Required actions:
(a) According to the volume benchmark text, in which grade is this work extended to fraction and decimal side lengths?
(b) Pick up the volume benchmark text after its final sentence and keep writing in the same style.

:: Supplied passage

• MA.5.GR.3 Geometric Reasoning

    Solve problems involving the volume of right rectangular prisms. 

     

    MA.5.GR.3.3

    Solve real-world problems involving the volume of right rectangular prisms, including problems with an unknown edge length, with whole-number edge
    lengths using a visual model or a formula. Write an equation with a variable for the unknown to represent the problem.
    Example: A hydroponic box, which is a rectangular prism, is used to grow a garden in wastewater rather than soil. It has a base of 2 feet by 3 feet. If the volume of the box is 12 cubic feet, what would be the depth of the box?

    Benchmark Clarifications:
    Clarification 1: Instruction progresses from right rectangular prisms to composite figures composed of right rectangular prisms.
    Clarification 2: When finding the volume of composite figures composed of right rectangular prisms, recognize volume as additive by adding the volume of non-overlapping parts.
    Clarification 3: Responses include the appropriate units in word form.

    Purpose and Instructional Strategies
    The purpose of this benchmark is to solve real-world problems involving right rectangular prisms using a visual model or a formula. The real-world problems can require students to find an unknown side length or find the volume of a composite figure (MTR.7.1), if the figure can be decomposed into smaller right rectangular prisms. Students are expected to write an equation with a variable for the unknown to represent the problem. Similar expectations for area were developed in Grade 4 (MA.4.GR.2.1) and this work will be extended to include fraction and decimal side lengths in Grade 6 (MA.6.GR.2.3).

     Instruction of this benchmark can be combined with MA.5.GR.3.2 as students develop and apply understanding of calculating volume of right rectangular prisms using visual models and formulas (MTR.2.1).

     While finding volume, teachers should have students communicate and justify their decisions while solving problems (MTR.4.1).

     Instruction may include problems with the unknown side length being a fraction (MA.5.FR.1.1). For example, if a box has a base of 5in x 3in, and a volume of 20in3, what is the length of its missing side?

     During instruction teachers should allow students the flexibility to use different equations for the same problem. For example, to find the height of a rectangular prism with volume 120 and base dimensions 3 and 10, students can use the any of the follow equations: 120 = 3 x 10 x h or 120 = 30h or 120 ÷ 30 = h.

::::
:: Material shown

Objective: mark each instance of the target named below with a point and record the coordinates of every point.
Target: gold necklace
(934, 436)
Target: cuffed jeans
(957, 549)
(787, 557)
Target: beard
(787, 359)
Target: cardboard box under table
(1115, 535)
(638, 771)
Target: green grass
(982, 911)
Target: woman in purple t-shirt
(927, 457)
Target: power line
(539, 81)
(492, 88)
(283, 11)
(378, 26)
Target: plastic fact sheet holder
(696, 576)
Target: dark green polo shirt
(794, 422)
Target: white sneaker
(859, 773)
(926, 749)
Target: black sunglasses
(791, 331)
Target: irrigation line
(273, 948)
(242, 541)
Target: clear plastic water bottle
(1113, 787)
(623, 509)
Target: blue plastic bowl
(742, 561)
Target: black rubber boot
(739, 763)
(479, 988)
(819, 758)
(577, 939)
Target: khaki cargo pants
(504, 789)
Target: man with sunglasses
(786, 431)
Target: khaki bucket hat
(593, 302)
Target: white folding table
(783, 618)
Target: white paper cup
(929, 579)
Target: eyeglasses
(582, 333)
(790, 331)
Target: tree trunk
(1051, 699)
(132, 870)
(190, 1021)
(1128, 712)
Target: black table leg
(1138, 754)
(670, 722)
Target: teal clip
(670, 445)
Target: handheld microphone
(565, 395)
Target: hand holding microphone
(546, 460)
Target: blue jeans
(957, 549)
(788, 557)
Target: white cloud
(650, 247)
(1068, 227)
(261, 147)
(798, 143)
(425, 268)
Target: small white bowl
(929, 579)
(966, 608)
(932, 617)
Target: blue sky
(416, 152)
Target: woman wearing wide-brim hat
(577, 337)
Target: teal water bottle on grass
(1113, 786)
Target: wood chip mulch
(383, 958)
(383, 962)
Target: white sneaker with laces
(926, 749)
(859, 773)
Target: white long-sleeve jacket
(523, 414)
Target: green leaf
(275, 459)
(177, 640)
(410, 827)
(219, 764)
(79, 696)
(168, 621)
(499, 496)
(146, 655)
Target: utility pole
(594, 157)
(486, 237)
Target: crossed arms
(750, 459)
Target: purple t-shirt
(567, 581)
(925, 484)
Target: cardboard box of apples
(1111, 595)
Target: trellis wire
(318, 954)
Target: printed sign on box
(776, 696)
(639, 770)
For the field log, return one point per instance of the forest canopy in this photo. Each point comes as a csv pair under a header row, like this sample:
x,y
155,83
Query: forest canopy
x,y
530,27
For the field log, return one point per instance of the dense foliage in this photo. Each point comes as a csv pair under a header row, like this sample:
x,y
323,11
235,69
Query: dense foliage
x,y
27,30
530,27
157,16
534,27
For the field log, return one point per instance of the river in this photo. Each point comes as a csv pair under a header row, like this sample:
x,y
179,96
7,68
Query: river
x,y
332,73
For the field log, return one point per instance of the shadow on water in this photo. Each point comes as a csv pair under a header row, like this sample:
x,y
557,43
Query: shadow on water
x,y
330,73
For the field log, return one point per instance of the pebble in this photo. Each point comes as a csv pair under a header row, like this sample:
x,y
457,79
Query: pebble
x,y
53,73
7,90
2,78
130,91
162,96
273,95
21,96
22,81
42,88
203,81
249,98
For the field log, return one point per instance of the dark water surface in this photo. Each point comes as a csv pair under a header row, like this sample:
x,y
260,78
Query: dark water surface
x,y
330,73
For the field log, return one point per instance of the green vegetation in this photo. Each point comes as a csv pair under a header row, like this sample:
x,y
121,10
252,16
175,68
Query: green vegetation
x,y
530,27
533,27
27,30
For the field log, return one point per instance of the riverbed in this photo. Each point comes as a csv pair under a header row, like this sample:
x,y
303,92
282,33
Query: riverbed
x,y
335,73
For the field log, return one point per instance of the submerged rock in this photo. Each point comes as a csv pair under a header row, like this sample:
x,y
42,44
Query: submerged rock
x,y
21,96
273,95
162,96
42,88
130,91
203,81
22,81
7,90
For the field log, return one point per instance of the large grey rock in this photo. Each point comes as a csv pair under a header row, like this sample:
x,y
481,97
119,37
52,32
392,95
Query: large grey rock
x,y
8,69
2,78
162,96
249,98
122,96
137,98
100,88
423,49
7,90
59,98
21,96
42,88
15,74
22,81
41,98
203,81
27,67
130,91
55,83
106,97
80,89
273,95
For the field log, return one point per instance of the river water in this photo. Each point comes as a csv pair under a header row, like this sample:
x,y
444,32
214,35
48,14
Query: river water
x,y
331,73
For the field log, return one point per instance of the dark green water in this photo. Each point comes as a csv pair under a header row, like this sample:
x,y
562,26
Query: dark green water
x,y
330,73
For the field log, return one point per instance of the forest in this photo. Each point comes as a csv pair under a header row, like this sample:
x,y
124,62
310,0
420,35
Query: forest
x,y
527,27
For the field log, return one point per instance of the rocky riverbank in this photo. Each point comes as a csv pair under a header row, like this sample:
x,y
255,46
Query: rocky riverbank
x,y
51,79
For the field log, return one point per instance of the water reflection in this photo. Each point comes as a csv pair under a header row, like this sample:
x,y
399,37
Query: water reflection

::::

Exercise results:
(a) Grade 6 (MA.6.GR.2.3).

(b)
    Common Misconceptions or Errors

     Students may confuse the difference between b in the area formula 𝐴 = 𝑏 × ℎ and B in the volume formula 𝑉 = 𝐵 × ℎ. When building understanding of the volume formula for right rectangular prisms, teachers and students should include a visual model to use to justify their calculations.

     Students may make computational errors when calculating volume. Encourage them to estimate reasonable solutions before calculating and justify their solutions after.
    Instruction can also encourage students to find efficient ways to use the formula. For example, when calculating the volume of a rectangular prism using the formula, 𝑉 =
    45 × 12 × 2, students may find calculating easier if they first multiply 45 x 2 (90), instead of 45 x 12. During class discussions, teachers should encourage students to share their strategies so they can build efficiency.

    Instructional Tasks
    Instructional Task 1
    The Great Graham Cracker Company places packages of their graham crackers into a larger box for shipping to area grocery stores. Each package of graham crackers is a right rectangular prism that measures 18 cubic inches. The base of each package of graham crackers measures 2 inches by 3 inches. Packages are placed upright into the shipping box.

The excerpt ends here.